> Условие задачи
Кто, согласно тексту о лирическом герое, ввёл понятие «лирический герой» в научный оборот?

> Приведённый текст

Литературный журнал
№23
июЛ
Поэты Кирилл Анкудинов, Константин Комаров, Андрей Коровин, Евгений Абдуллаев

Лирический герой: до и после

круглый стол
Лирический герой всегда отражает эпоху, частью которой неизменно является. К сожалению или к счастью, нашу эпоху нам не оценить, а вот характерные черты лирического героя пронаблюдать можно. Мы попросили критиков и поэтов ответить на вопросы о современно лирическом герое. Каков он, современный герой? Изменился ли он за последние 30 лет? Какие основные черты можно выделить?

Кирилл Анкудинов

Российский литературовед и критик, педагог, поэт. Доцент кафедры литературы и журналистики Адыгейского государственного университета, кандидат филологических наук.
Для начала отмечу, что лирический герой бывает далеко не во всех лирических текстах. В большинстве стихотворений, относящихся к современной т. н. «актуальной поэзии», лирического героя нет, поскольку эти стихотворения строятся на самодостаточной образности и представляют собой совокупности образов, подаваемых объективно, без участия героя-нарратора.
Во-вторых, само понятие «лирический герой», введённое в научный оборот Юрием Тыняновым, является недостаточно достоверным. С одной стороны, если бы Пушкину или Лермонтову кто-то сказал бы, что в их лирике есть лирический герой, этому кому-то пришлось бы очень плохо. Хотя в лирике Пушкина и Лермонтова, безусловно, есть лирический герой. Но отдавали ли себе в том отчёт Пушкин и Лермонтов? С другой стороны, эксперименты Д. А. Пригова с его «лирическим героем Д. А. Приговым» показали нам всем искусственность концепта «лирический герой». Этот концепт – атрибут модернистской поэзии. Ни для домодернистской поэзии, ни для постмодернистской поэзии он не характерен (по крайней мере, как осознанный концепт).

> Исходные данные
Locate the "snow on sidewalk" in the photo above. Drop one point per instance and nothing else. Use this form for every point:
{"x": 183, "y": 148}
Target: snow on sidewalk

> Ответ к заданию
Юрий Тынянов.